How to complete this task: Copy from the first line below down to and including the line with "Target: weathered wooden beam". Skip the pictures.

(Natural-language object grounding data)
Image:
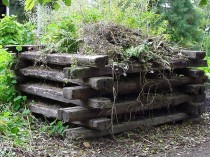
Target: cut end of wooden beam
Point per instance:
(99, 103)
(49, 111)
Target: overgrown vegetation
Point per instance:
(136, 30)
(15, 33)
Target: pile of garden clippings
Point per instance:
(113, 40)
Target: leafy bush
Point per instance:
(183, 21)
(15, 33)
(7, 82)
(61, 36)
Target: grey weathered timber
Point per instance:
(194, 54)
(127, 86)
(66, 59)
(195, 89)
(12, 48)
(49, 111)
(98, 83)
(78, 92)
(80, 132)
(48, 74)
(97, 123)
(99, 103)
(195, 73)
(101, 83)
(43, 90)
(195, 109)
(87, 72)
(81, 113)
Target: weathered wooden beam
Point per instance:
(98, 83)
(195, 89)
(80, 132)
(195, 73)
(97, 123)
(99, 103)
(127, 86)
(45, 91)
(195, 109)
(79, 92)
(13, 48)
(194, 54)
(66, 59)
(49, 111)
(87, 72)
(81, 113)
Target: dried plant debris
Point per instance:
(121, 44)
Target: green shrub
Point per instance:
(7, 82)
(61, 36)
(15, 33)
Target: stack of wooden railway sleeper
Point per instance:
(101, 98)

Result of the exercise:
Image:
Target: cut end of wooden beam
Point per instance:
(99, 103)
(49, 111)
Target: overgrown vegetation
Point per instance:
(136, 30)
(15, 33)
Target: pile of garden clippings
Point per instance:
(113, 40)
Target: leafy bush
Point per instance:
(183, 21)
(15, 33)
(7, 82)
(61, 36)
Target: grey weathered timber
Point per instance:
(194, 54)
(127, 86)
(66, 59)
(195, 89)
(12, 48)
(49, 111)
(98, 83)
(78, 92)
(80, 132)
(48, 74)
(97, 123)
(99, 103)
(195, 73)
(101, 83)
(43, 90)
(195, 109)
(87, 72)
(81, 113)
Target: weathered wooden beam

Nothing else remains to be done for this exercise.